Tasks to complete =>
A) In the cross-validation assignment, what do the averaged MSE values produce?
B) Please continue the cross-validation assignment, starting after its last line.

Given passage =>
----------

Assignment 4

3 We now review k-fold cross-validation.

1. Explain how k-fold cross-validation is implemented.

K- fold cross validation is made up of k groups similar in size. The first k-fold group is used as a validation set that is then used to fit the remaining k-1 groups. This process will occur k number of times and will have varying amounts for the values for the mean square error(MSE).These MSE values are then averaged to result in the k-fold cross-validation estimate (CVk).

2. What are the advantages and disadvantages of k-fold cross validation relative to:

1. The validation set approach? This approach creates gives a test estimate that is very fluctuating when you compare it to the k-fold cross validation test estimate. The randomization of the separation of observations put into the training and testing data sets are what cause this fluctuation.

2. LOOCV? LOOCV can cause problems when the value of n is large because it requires the fitting of the statistical learning method n times. Since the test error estimate is the average of the n fitted models with similar observations this causes the estimate to have high fluctuation as well. The K-fold validation however could possibly have a value of k resulting in an unbiased error test rate with a lower variance.

5 In Chapter 4, we used logistic regression to predict the probability of default using income and balance on the Default data set. We will now estimate the test error of this logistic regression model using the validation set approach. Do not forget to set a random seed before beginning your analysis.

library(ISLR)

## Warning: package 'ISLR' was built under R version 4.0.5

attach(Default)
set.seed(8)

1. Fit a logistic regression model that uses income and balance to predict default.

default.fit<-glm(default~income+balance, data=Default, family="binomial")
summary(default.fit)

## 
## Call:
## glm(formula = default ~ income + balance, family = "binomial", 
##     data = Default)
## 
## Deviance Residuals: 
##     Min       1Q   Median       3Q      Max  
## -2.4725  -0.1444  -0.0574  -0.0211   3.7245  
## 
## Coefficients:
##               Estimate Std. Error z value Pr(>|z|)

----------

Given records =>
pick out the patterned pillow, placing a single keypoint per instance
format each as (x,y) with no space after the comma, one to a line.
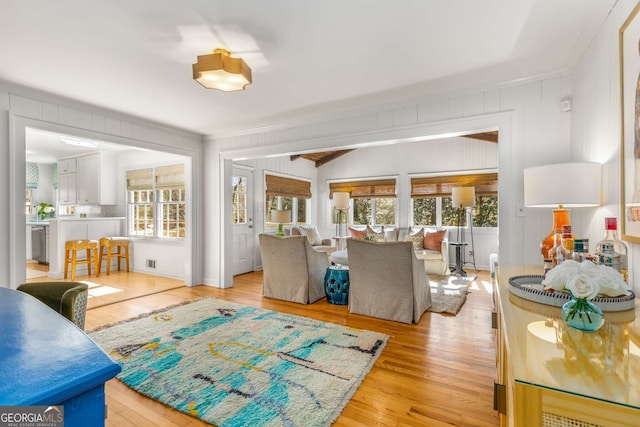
(433,240)
(358,234)
(417,238)
(312,234)
(376,236)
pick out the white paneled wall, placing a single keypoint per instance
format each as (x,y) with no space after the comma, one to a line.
(595,126)
(23,107)
(533,131)
(412,158)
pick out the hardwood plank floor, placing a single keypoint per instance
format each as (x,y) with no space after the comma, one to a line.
(439,372)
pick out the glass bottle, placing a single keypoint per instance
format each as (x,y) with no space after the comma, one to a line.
(611,236)
(579,253)
(609,257)
(557,242)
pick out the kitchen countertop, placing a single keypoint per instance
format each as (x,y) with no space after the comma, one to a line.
(38,222)
(89,218)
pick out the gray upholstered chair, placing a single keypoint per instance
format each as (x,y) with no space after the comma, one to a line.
(67,298)
(387,281)
(292,269)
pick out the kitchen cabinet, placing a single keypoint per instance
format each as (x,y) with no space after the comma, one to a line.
(551,374)
(28,240)
(96,181)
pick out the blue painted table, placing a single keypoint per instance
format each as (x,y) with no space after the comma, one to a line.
(336,284)
(46,360)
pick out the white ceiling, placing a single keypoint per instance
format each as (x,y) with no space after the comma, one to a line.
(307,56)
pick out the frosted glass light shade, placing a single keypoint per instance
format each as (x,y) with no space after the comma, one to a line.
(563,184)
(463,197)
(341,200)
(280,216)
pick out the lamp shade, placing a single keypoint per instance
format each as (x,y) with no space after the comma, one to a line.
(280,216)
(563,184)
(463,197)
(341,200)
(219,70)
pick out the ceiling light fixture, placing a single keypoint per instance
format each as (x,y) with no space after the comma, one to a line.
(219,70)
(78,142)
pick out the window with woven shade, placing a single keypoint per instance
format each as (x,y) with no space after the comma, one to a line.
(365,188)
(431,199)
(374,200)
(286,193)
(438,186)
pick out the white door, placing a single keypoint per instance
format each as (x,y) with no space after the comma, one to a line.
(242,220)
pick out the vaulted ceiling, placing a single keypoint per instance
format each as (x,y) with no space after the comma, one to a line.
(324,157)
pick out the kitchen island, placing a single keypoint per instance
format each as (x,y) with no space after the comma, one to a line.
(74,228)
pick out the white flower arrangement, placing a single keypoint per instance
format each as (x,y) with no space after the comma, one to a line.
(586,280)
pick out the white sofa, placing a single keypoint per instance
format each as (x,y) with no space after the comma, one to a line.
(313,236)
(436,261)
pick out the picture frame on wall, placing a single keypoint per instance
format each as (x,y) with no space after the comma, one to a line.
(629,57)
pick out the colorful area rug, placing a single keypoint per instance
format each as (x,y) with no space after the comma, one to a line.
(449,293)
(234,365)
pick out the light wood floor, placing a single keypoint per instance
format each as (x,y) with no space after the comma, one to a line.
(439,372)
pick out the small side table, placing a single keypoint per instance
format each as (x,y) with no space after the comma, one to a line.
(336,284)
(458,271)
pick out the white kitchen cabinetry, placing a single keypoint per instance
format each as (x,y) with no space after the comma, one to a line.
(67,188)
(29,253)
(96,181)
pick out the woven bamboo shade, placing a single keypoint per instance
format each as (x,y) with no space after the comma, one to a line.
(287,187)
(439,186)
(365,189)
(140,179)
(170,176)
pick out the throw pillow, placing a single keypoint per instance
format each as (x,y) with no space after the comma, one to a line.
(391,235)
(417,239)
(433,240)
(376,236)
(358,234)
(312,234)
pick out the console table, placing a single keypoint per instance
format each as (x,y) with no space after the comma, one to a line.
(550,374)
(45,360)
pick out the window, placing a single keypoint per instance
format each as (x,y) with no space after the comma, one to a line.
(287,194)
(431,200)
(156,199)
(374,201)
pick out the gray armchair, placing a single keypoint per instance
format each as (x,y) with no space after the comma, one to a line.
(67,298)
(387,281)
(292,269)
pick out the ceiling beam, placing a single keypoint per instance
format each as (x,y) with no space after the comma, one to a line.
(485,136)
(332,156)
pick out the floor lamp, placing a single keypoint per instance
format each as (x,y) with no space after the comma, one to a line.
(341,204)
(462,198)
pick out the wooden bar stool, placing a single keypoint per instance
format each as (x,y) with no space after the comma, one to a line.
(111,243)
(72,247)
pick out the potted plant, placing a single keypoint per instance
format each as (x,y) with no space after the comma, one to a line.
(45,210)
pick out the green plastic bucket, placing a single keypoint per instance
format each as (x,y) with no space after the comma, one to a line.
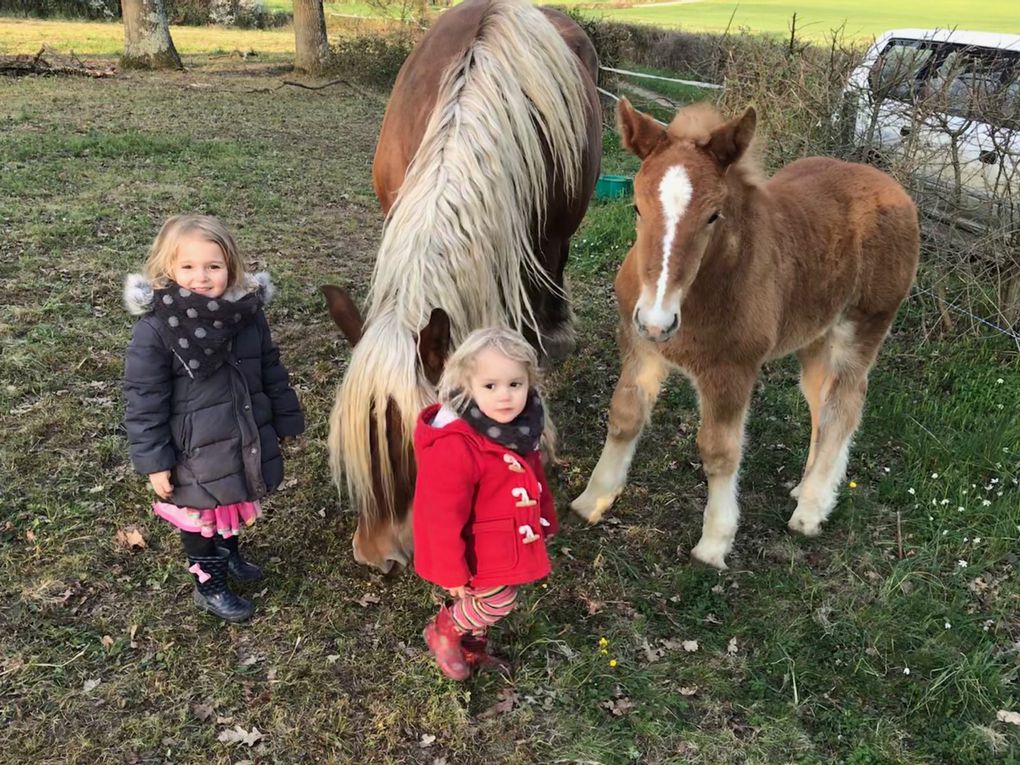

----------

Results for each task =>
A) They produce the k-fold cross-validation estimate (CVk).

B)
## (Intercept) -1.154e+01  4.348e-01 -26.545  < 2e-16 ***
## income       2.081e-05  4.985e-06   4.174 2.99e-05 ***
## balance      5.647e-03  2.274e-04  24.836  < 2e-16 ***
## ---
## Signif. codes:  0 '***' 0.001 '**' 0.01 '*' 0.05 '.' 0.1 ' ' 1
## 
## (Dispersion parameter for binomial family taken to be 1)
## 
##     Null deviance: 2920.6  on 9999  degrees of freedom
## Residual deviance: 1579.0  on 9997  degrees of freedom
## AIC: 1585
## 
## Number of Fisher Scoring iterations: 8

2. Using the validation set approach, estimate the test error of this model. In order to do this, you must perform the following steps:

1. Split the sample set into a training set and a validation set.

train.default<-sample(dim(Default)[1],dim(Default)[1]/2)

2. Fit a multiple logistic regression model using only the training observations.

spl.default<-glm(default~income+balance, data=Default, family="binomial", subset = train.default)

3. Obtain a prediction of default status for each individual in the validation set by computing the posterior probability of default for that individual, and classifying the individual to the default category if the posterior probability is greater than 0.5.

default.probs=predict(spl.default,Default[-train.default,], type="response")
spldefault.pred=rep("No",length(default.probs))
spldefault.pred[default.probs>0.5]="Yes"

4. Compute the validation set error, which is the fraction of the observations in the validation set that are misclassified.

mean(spldefault.pred != Default[-train.default, ]$default)

## [1] 0.0272

Validation set approach test error rate = 2.72%.

3. Repeat the process in (b) three times, using three different splits of the observations into a training set and a validation set. Comment on the results obtained.

train.default<-sample(dim(Default)[1],dim(Default)[1]/2)
spl.default<-glm(default~income+balance, data=Default, family="binomial", subset = train.default)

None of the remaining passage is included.